(Source extract):
::::::
In terms of performance, DeepSeek says its R1 model achieves performance comparable to OpenAI’s o1 on reasoning tasks, citing benchmarks including AIME 2024, Codeforces, GPQA Diamond, MATH-500, MMLU and SWE-bench Verified.

Comparing DeepSeek, OpenAI on price

DeepSeek and OpenAI both disclose pricing for their models’ computations on their websites.

DeepSeek says R1 costs 55 cents per 1 million tokens of inputs — “tokens” referring to each individual unit of text processed by the model — and $2.19 per 1 million tokens of output.

In comparison, OpenAI’s pricing page for o1 shows the firm charges $15 per 1 million input tokens and $60 per 1 million output tokens. For GPT-4o mini, OpenAI’s smaller, low-cost language model, the firm charges 15 cents per 1 million input tokens.

Skepticism over chips

DeepSeek’s reveal of R1 has already led to heated public debate over the veracity of its claim — not least because its models were built despite export controls from the U.S. restricting the use of advanced AI chips to China.

DeepSeek claims it had its breakthrough using mature Nvidia clips, including H800 and A100 chips, which are less advanced than the chipmaker’s cutting-edge H100s, which can’t be exported to China.

However, in comments to CNBC last week, Scale AI CEO Alexandr Wang, said he believed DeepSeek used the banned chips — a claim that DeepSeek denies.
::::::
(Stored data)
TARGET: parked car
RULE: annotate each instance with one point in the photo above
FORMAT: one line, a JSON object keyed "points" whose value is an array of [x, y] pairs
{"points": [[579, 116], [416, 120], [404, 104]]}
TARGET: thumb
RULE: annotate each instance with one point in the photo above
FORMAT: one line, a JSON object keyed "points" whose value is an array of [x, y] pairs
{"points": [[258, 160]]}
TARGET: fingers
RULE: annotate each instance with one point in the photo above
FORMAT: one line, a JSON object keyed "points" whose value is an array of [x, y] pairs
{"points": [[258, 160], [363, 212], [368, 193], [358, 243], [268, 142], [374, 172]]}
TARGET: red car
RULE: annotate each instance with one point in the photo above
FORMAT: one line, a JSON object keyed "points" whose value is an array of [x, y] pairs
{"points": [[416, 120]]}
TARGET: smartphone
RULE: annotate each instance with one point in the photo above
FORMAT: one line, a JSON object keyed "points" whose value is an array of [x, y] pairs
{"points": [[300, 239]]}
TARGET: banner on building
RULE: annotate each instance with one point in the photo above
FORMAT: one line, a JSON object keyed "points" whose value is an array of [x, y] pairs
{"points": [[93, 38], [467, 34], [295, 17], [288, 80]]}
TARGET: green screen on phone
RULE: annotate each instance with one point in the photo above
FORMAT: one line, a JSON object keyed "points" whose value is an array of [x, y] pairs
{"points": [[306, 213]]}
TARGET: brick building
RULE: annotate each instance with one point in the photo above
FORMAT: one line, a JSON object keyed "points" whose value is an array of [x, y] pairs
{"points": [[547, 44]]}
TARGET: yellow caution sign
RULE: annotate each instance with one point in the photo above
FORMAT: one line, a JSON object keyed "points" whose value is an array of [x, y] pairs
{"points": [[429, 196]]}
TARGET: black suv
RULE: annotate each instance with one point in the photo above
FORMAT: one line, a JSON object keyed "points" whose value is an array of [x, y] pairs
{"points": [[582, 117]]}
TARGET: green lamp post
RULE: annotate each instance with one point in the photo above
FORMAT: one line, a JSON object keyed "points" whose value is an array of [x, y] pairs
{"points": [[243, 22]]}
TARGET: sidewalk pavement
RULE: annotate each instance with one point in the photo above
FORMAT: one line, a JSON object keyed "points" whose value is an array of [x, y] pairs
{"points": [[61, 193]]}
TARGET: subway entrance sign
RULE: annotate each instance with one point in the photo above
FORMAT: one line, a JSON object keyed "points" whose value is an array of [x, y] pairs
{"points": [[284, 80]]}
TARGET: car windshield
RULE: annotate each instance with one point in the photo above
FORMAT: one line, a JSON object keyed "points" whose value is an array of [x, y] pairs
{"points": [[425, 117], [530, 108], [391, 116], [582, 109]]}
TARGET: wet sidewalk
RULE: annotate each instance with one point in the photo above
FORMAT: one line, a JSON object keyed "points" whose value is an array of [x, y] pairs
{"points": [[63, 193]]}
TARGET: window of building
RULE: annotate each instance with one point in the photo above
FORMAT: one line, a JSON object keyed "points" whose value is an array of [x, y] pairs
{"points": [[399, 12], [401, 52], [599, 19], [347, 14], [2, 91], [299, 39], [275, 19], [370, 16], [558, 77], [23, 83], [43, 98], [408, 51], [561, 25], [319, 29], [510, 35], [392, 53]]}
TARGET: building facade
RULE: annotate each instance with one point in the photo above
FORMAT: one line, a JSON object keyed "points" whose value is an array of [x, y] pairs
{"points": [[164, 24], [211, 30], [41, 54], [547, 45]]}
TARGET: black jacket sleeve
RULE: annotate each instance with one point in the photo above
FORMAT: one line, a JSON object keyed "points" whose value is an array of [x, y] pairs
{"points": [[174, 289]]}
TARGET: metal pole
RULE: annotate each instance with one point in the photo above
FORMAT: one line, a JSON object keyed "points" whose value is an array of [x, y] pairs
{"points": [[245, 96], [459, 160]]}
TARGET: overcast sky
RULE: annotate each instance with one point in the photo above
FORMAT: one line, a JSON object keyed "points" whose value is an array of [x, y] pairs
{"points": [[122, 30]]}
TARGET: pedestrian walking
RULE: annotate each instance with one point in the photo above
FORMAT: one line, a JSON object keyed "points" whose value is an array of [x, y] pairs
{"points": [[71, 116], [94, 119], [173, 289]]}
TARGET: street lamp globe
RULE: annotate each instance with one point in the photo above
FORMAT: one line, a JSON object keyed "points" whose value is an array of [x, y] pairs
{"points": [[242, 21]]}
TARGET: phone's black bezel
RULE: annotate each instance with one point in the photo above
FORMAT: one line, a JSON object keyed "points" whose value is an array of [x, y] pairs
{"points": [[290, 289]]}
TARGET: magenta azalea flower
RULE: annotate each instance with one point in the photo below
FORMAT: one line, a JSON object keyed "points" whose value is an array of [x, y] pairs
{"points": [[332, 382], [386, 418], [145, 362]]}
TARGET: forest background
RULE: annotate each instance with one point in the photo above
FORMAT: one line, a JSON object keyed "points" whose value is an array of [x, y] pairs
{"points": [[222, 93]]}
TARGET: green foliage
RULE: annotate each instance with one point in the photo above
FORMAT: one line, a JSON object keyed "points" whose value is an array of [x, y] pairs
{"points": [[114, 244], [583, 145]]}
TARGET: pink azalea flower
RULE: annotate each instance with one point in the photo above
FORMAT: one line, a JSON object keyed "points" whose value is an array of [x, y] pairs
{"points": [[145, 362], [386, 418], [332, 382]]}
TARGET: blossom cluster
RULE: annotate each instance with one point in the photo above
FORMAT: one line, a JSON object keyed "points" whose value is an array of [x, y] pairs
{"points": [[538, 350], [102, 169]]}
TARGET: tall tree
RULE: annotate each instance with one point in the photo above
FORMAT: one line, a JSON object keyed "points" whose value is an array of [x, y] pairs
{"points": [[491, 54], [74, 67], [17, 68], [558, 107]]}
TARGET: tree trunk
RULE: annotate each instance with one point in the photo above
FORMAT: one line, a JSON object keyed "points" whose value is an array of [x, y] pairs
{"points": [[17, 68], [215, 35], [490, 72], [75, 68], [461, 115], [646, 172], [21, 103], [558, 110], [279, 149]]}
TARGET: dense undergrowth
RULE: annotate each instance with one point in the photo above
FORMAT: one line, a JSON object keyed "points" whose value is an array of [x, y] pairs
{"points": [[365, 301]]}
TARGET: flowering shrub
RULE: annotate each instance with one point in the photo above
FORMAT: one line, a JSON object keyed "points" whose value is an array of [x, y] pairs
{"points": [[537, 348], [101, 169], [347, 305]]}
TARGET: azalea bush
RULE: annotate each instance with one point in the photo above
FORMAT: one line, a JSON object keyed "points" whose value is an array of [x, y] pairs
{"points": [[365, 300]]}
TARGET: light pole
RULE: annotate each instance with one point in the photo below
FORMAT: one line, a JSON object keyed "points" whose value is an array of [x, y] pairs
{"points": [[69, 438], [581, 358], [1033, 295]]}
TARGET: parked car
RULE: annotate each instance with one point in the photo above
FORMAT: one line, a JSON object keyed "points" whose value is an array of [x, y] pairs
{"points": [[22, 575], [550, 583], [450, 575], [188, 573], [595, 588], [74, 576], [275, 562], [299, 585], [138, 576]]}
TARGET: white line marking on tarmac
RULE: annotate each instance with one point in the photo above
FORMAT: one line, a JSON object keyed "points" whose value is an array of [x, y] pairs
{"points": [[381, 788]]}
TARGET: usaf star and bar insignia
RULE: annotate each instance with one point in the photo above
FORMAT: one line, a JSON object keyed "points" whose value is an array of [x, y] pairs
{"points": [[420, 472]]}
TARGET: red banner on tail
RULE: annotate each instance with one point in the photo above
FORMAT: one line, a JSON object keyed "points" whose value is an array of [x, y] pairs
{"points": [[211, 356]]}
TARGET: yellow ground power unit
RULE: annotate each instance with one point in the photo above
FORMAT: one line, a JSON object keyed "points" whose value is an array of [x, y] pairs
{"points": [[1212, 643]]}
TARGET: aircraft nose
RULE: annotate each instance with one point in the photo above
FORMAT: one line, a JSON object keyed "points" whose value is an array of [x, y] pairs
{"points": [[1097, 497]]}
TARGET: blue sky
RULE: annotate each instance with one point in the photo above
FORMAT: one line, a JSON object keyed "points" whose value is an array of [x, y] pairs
::::::
(Your goal):
Summarize the excerpt about DeepSeek's R1 model in three sentences. The items come from a different source.

(Finished exercise):
DeepSeek says its R1 model performs comparably to OpenAI's o1 on reasoning tasks, citing benchmarks such as AIME 2024, Codeforces, MATH-500 and SWE-bench Verified. DeepSeek says R1 costs 55 cents per 1 million input tokens and $2.19 per 1 million output tokens, while OpenAI's pricing page shows o1 at $15 per 1 million input tokens and $60 per 1 million output tokens. The reveal has sparked public debate because of U.S. export controls on advanced AI chips to China: DeepSeek says it used less advanced Nvidia chips such as the H800 and A100, but Scale AI CEO Alexandr Wang said he believed it used the banned chips, which DeepSeek denies.